## What is expected
Extend the passage on Inflation Reduction Act energy tax credits for affordable housing, starting right after its final sentence.

* BEGIN Text passage *

With the passing of the Inflation Reduction Act (IRA) in August 2022, several new and reinstated energy-related tax laws were locked into place for the next decade, giving affordable housing developers unprecedented foresight in planning future deals and making renewable projects possible.
Let’s look at five ways organizations can maximize the latest IRA tax credits, rebates, grants, and loans on top of low-income housing tax credits (LIHTCs).
Investment Tax Credit (ITC) Section 48
Under the Section 48 energy credit, a component of the ITC, project owners or investors are eligible for federal business energy investment tax credits for installing any designated renewable energy generation equipment by an end date that varies depending on the type of project. Certain property, such as geothermal heat pumps, will qualify if placed into service before the end of 2034, and other property will qualify if placed into service before the end of 2033. Solar is generally eligible under Section 48 until 2024, and then may be eligible through 2033 under 48E if annual greenhouse gas emissions standards have been satisfied.
Section 48 allows a credit equal to a percentage (energy percentage) of the basis of energy property placed in service during the tax year. There is a base energy percentage of 30% if the project has a maximum net output of less than one megawatt of electrical energy. From there, additional bonus energy credits and kickers for domestic content, energy communities, and more may apply.

* END Text passage *
* BEGIN Records *

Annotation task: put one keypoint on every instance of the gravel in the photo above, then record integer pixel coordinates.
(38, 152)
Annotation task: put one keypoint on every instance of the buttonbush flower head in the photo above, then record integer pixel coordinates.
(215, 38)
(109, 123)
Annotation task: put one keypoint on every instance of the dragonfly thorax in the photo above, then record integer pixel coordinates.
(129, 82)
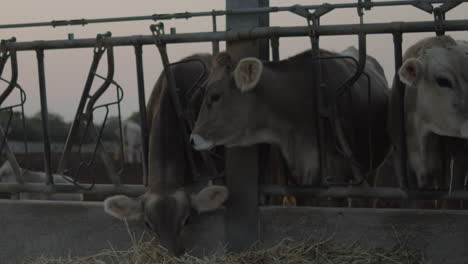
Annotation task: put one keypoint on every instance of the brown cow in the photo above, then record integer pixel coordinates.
(434, 73)
(166, 205)
(250, 102)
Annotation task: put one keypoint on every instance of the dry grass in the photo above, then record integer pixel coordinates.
(288, 251)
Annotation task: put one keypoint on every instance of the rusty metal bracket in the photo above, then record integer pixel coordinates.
(424, 6)
(439, 18)
(449, 5)
(85, 109)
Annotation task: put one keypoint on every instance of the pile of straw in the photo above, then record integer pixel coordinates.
(288, 251)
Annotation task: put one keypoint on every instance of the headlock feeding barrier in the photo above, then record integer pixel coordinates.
(104, 43)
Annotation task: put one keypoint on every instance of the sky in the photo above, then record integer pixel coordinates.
(66, 70)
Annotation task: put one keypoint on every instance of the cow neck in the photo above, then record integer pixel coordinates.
(167, 166)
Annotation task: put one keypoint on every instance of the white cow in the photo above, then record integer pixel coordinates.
(7, 176)
(132, 142)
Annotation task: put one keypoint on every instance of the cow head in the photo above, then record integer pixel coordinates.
(435, 72)
(166, 212)
(230, 106)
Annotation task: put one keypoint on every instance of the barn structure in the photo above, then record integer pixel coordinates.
(34, 228)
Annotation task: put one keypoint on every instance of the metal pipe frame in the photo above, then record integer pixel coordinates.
(335, 192)
(364, 192)
(142, 103)
(248, 33)
(244, 34)
(129, 189)
(44, 117)
(214, 13)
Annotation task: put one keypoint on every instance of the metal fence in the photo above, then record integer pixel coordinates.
(104, 43)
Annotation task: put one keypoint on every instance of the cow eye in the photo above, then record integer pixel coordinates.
(444, 82)
(215, 97)
(148, 225)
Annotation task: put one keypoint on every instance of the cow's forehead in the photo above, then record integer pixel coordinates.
(216, 77)
(452, 59)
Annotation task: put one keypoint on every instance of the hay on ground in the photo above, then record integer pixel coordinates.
(311, 251)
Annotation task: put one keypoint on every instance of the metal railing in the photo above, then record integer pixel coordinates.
(394, 28)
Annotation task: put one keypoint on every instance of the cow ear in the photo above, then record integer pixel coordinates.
(123, 207)
(247, 73)
(410, 71)
(210, 198)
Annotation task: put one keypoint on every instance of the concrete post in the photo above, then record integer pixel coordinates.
(241, 218)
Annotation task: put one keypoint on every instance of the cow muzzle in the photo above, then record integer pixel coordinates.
(464, 130)
(200, 143)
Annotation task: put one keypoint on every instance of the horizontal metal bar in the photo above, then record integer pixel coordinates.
(364, 192)
(187, 15)
(105, 189)
(244, 34)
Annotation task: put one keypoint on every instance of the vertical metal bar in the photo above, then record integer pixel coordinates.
(11, 158)
(44, 115)
(74, 129)
(400, 96)
(242, 170)
(142, 103)
(14, 77)
(275, 48)
(322, 108)
(215, 43)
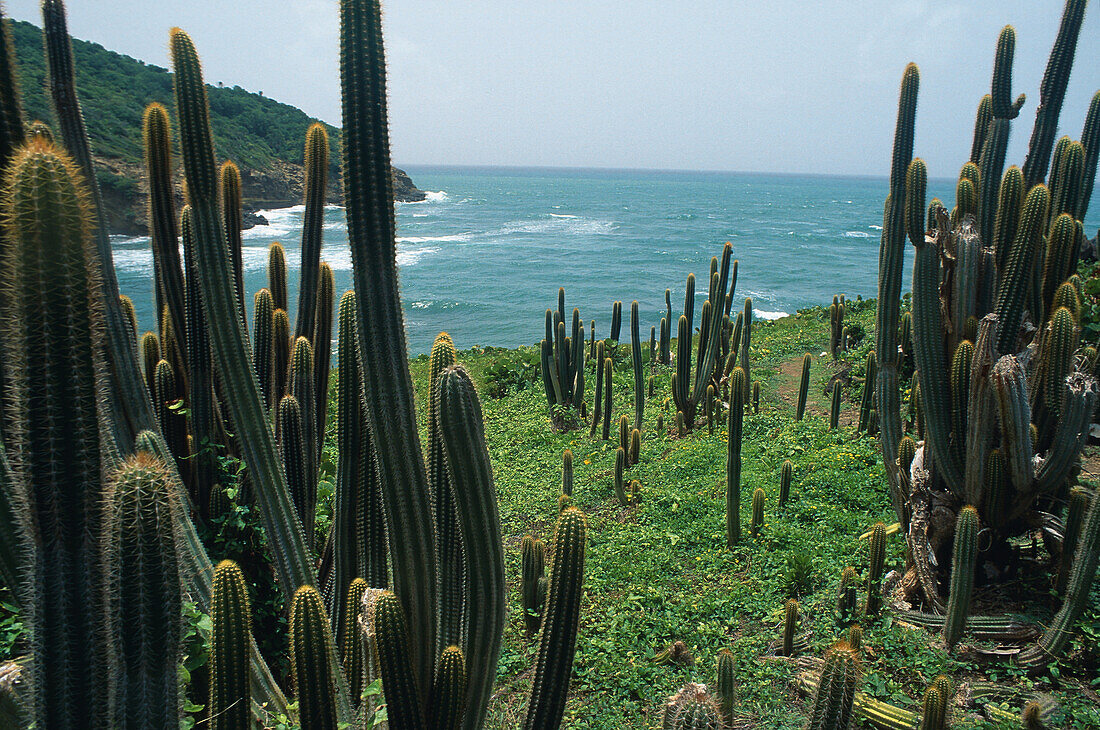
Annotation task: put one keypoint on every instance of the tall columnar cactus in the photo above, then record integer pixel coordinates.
(167, 268)
(351, 645)
(559, 622)
(867, 401)
(758, 500)
(734, 457)
(451, 560)
(964, 564)
(228, 342)
(790, 627)
(50, 260)
(144, 594)
(534, 583)
(1053, 91)
(276, 275)
(725, 688)
(317, 176)
(639, 379)
(834, 418)
(231, 612)
(263, 351)
(689, 389)
(321, 340)
(875, 572)
(836, 692)
(230, 191)
(803, 388)
(891, 254)
(784, 482)
(310, 648)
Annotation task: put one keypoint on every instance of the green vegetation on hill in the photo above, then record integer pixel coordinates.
(250, 129)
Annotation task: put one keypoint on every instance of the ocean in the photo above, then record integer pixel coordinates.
(483, 256)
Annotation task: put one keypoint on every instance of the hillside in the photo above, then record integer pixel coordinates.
(263, 136)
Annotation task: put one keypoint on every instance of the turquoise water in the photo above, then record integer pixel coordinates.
(483, 257)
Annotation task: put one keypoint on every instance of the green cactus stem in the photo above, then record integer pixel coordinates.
(50, 258)
(310, 640)
(878, 556)
(790, 627)
(231, 619)
(836, 690)
(964, 565)
(559, 622)
(784, 482)
(1053, 91)
(757, 523)
(803, 388)
(144, 594)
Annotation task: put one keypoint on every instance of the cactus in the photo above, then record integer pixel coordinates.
(875, 572)
(144, 594)
(310, 646)
(790, 627)
(734, 457)
(846, 598)
(758, 499)
(559, 622)
(167, 269)
(1057, 634)
(449, 690)
(229, 178)
(351, 644)
(50, 258)
(619, 466)
(1052, 92)
(803, 388)
(834, 418)
(316, 167)
(1079, 500)
(725, 689)
(836, 692)
(867, 401)
(231, 614)
(964, 564)
(692, 708)
(891, 254)
(534, 584)
(784, 482)
(263, 350)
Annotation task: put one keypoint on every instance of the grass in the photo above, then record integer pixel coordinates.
(659, 572)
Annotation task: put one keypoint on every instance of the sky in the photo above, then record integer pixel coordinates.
(785, 86)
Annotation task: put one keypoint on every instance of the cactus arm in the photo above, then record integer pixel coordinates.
(560, 621)
(461, 427)
(129, 404)
(387, 385)
(1053, 91)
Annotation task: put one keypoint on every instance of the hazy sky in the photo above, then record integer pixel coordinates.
(780, 86)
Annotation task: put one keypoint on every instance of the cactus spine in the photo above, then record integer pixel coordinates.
(734, 457)
(758, 499)
(784, 482)
(803, 388)
(310, 646)
(231, 614)
(144, 595)
(559, 622)
(964, 564)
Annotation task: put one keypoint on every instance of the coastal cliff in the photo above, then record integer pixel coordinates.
(264, 137)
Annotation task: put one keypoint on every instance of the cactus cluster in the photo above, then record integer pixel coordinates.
(1002, 394)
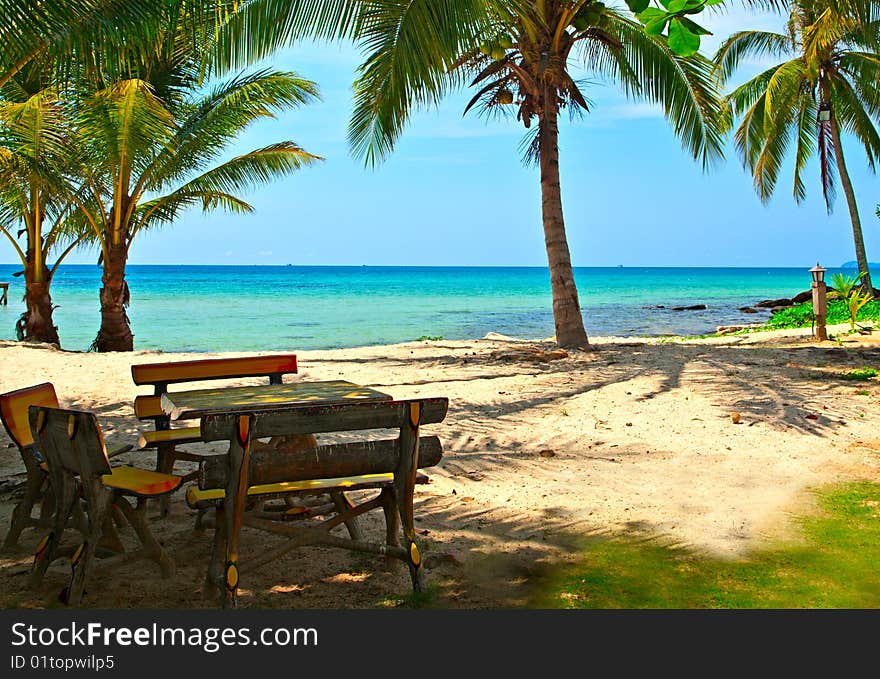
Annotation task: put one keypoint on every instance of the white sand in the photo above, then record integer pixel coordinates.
(641, 437)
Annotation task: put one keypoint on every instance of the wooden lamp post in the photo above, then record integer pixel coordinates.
(820, 301)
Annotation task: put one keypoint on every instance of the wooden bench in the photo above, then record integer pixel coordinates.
(89, 493)
(164, 438)
(14, 415)
(14, 407)
(231, 482)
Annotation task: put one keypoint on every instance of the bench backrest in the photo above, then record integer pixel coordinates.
(160, 375)
(325, 419)
(14, 410)
(401, 456)
(163, 374)
(70, 439)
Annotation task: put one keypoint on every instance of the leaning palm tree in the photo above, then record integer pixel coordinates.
(825, 86)
(522, 56)
(35, 196)
(149, 160)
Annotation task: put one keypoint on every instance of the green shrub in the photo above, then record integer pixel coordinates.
(838, 312)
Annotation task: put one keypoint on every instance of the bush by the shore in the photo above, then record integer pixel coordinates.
(802, 315)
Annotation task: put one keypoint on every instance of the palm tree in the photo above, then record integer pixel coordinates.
(152, 138)
(827, 86)
(34, 196)
(419, 50)
(150, 161)
(59, 31)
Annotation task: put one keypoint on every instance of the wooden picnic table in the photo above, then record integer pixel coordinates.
(197, 403)
(210, 404)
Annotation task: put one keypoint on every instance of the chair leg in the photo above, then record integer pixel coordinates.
(137, 517)
(392, 521)
(414, 556)
(213, 586)
(21, 515)
(164, 465)
(343, 504)
(100, 500)
(109, 535)
(66, 496)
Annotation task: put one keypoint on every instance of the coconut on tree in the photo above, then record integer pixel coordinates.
(152, 140)
(521, 56)
(824, 86)
(35, 200)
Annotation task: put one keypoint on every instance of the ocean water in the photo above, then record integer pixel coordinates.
(252, 308)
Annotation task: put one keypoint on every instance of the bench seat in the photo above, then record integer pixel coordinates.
(196, 498)
(140, 482)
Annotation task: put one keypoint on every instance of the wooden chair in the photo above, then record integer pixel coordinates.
(230, 482)
(14, 413)
(80, 470)
(166, 439)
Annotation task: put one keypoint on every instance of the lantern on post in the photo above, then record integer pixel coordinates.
(820, 301)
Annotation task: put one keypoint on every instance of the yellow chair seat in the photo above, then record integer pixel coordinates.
(141, 482)
(150, 439)
(195, 496)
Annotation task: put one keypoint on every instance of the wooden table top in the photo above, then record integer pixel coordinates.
(188, 405)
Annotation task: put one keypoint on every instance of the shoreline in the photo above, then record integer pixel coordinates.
(635, 439)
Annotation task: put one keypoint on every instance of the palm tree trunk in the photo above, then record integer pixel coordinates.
(37, 324)
(115, 333)
(861, 256)
(566, 306)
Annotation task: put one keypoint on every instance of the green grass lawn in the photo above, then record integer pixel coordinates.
(836, 564)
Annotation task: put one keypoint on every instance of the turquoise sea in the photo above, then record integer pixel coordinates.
(251, 308)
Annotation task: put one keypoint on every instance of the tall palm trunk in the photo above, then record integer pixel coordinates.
(115, 333)
(36, 322)
(861, 256)
(566, 307)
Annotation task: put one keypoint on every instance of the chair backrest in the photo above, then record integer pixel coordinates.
(14, 410)
(162, 374)
(70, 439)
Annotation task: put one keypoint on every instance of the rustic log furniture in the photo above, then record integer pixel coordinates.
(14, 413)
(230, 482)
(91, 493)
(202, 402)
(37, 487)
(159, 375)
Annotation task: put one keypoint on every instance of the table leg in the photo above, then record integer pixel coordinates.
(234, 504)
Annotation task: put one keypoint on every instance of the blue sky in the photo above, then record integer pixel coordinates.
(455, 192)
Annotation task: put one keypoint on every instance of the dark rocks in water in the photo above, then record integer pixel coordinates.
(770, 303)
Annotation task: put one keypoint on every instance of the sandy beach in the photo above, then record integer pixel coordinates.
(635, 437)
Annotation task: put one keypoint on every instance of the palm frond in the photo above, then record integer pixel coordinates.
(685, 87)
(806, 144)
(412, 46)
(218, 118)
(852, 114)
(749, 44)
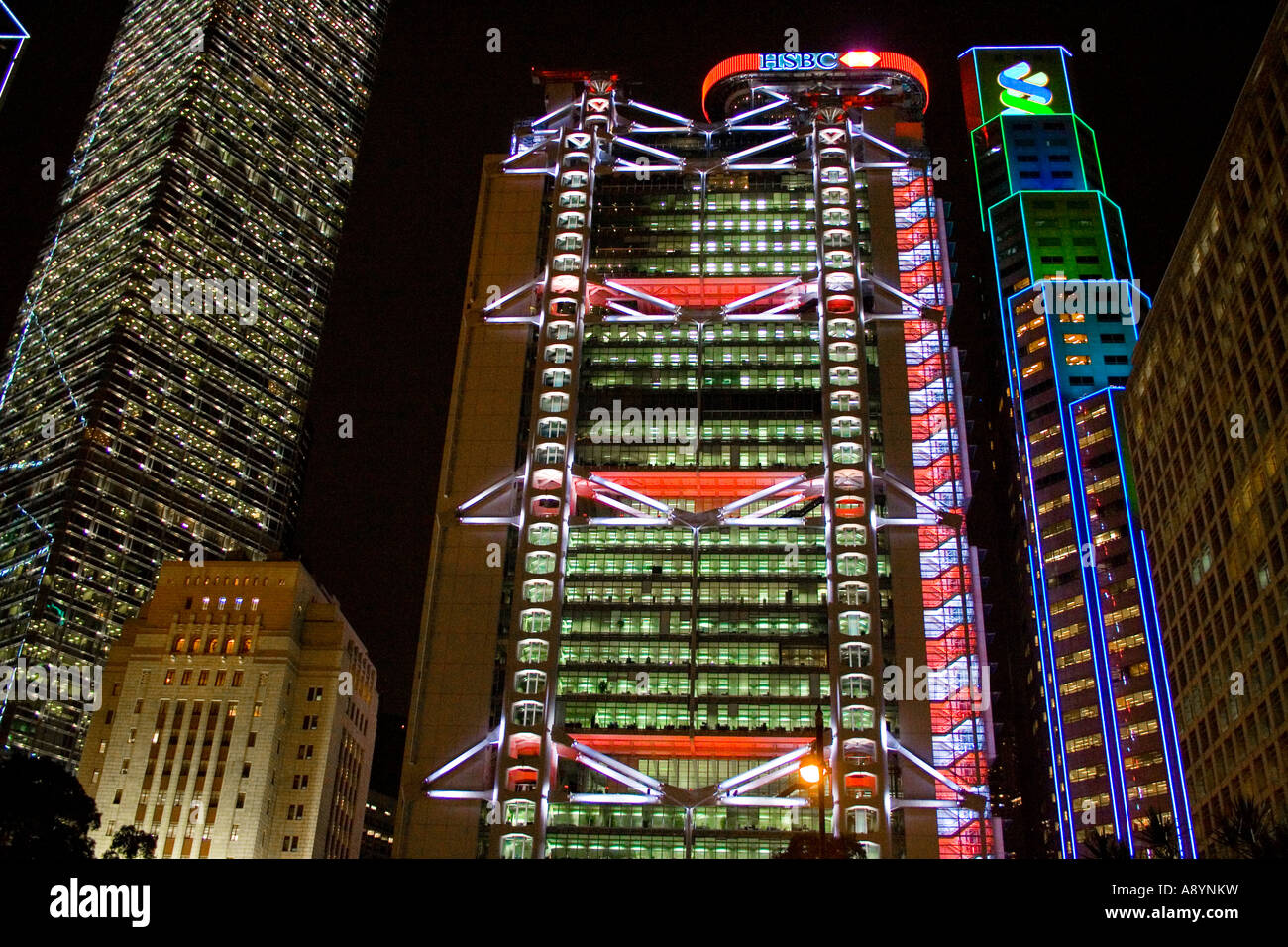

* END Records *

## Response to the exercise
The energy percentage for any energy project satisfying the domestic content requirement is eligible for an additional bonus credit; most will get 10%. To receive this credit, a taxpayer must certify that 100% of any steel or iron used in the project and at least 40% of other manufactured products were produced in the United States.
For any energy project placed in service in an energy community, most real estate projects will qualify for an additional 10%. An energy community is defined as a brownfield site or a metropolitan statistical area (MSA) or a non-MSA that has .17% greater direct employment or 25% or greater local tax revenues related to extraction, processing, or storage of coal, oil, or natural gas, and has an unemployment rate at or above the national average unemployment rate for the previous year. Mapping tools are available to identify energy communities.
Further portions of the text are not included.